The whole movie hinges on the twist that the signal buried in that TV re-transmission is, basically, the blueprint for building a gigantic spacecraft… for one person! Well, if there was ever a situation designed to stretch our humanity to the breaking point, it would be trying to determine who’s going to be that lucky (or, in failure, unlucky) astronaut. Where will they go? Will they ever return? Will they die? Is it some kind of trick? If it is a one-way trip, would it be possible to send Donald Trump?
Where they diverge in tone, the two films converge on their depiction about the nature of the alien contact by giving us aliens that are not monsters. In fact, they each seem to want to give humankind something that will change us, or at least welcome us to the greater universe.
I just saw Arrival at the Telluride Film Festival where it played multiple times to audiences that had high anticipation for it, and for Amy Adams’ in-person festival tribute. Most people seemed impressed with the film, but there was an audible minority walking out of the theater who just didn’t take to it.
While Arrival wants to reach for 2001: A Space Odyssey in tone, Contact wants to drive its message home, even if it pushes the film into preachiness. This cuts in favor of Arrival. When it comes to sci-fi, we generally prefer to have our minds blown than our souls hammered.
Let’s consider Louise versus Ellie, our two brainy scientist/intellectual women who just exude gravitas, since they are characters inhabited by two wonderful actresses in their prime. It was Jodie Foster back in 1997 for Contact and now, nearly twenty years later, it’s Amy Adams in Arrival.
Foster’s Ellie has Daddy issues. Adams, as Louise, has kid issues. Both get dealt with, but Contact has more clarity about what is really going on. Arrival is more challenging, yes, but it’s also more likely to leave some people scratching their heads.
You’ll get a chance in each film to see the female protagonist go head-to-head with the alien intelligence. This also cuts for Arrival, given the beautifully creepy moment of first contact with the aliens, called Heptapods. They are big, seven-fingered beings, lurking in mist and writing in some inky squid-like script. In Contact, they communicate with ones and zeroes.
= = = = =
* _Required tasks_
a – Please write out the part of the comparison of Arrival and Contact that opens with the words containing "The whole movie" and closes with "send Donald Trump?", keeping every word unchanged.
b – Continue the comparison of Arrival and Contact, picking up right after its final sentence.

Entries drawn from a dataset
= = = = =
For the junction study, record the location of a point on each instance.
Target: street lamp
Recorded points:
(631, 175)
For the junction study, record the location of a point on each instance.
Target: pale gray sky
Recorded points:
= = = = =
* _Answers per task_
a –
The whole movie hinges on the twist that the signal buried in that TV re-transmission is, basically, the blueprint for building a gigantic spacecraft… for one person! Well, if there was ever a situation designed to stretch our humanity to the breaking point, it would be trying to determine who’s going to be that lucky (or, in failure, unlucky) astronaut. Where will they go? Will they ever return? Will they die? Is it some kind of trick? If it is a one-way trip, would it be possible to send Donald Trump?

b –
Both films deal with the issue of Disclosure, forcing me to disclose that I’ve written a book on the topic. Capital “D” Disclosure is when the whole world basically wakes up at the same time to the fact that we are not alone and there is another intelligence out there in the universe that is knocking on our door.
Arrival gets across these concepts through interstitial news bits about looting, stock market plunges, military exercises, etc. Contact did less of that, preferring to discuss these issues in debates between their characters.
Both films have twists at the end that put into question the nature of reality in the universe, of space and time, and the nature of our relationship to other intelligent life-forms. They are challenging pieces of sci-fi, but neither is perfect. What they both have, however, is a scope that runs from global to personal and makes you think about your own life in the context of this overwhelming news that the universe is a very big place that we are a very small part of.
Contact, drilling deep on the ideas of Sagan and Zemekis, turns out in the end to be a metaphor for faith. Arrival, spawned by the ideas of Chiang, Heisserer and Villeneuve, also draws from Sagan, Zemeckis, Spielberg, Emmerich, Nolan and many others, recombines their DNA into something that feels both new and familiar simultaneously, and turns out to be a metaphor for living life in the present.
I’m a sci-fi geek from forever and I liked both of them. Arrival, for all its polish and sizzle, does lack the singular originality of Contact. Still, because of its ambition and its more artful blend of the universal with the highly personal, Arrival is the better film.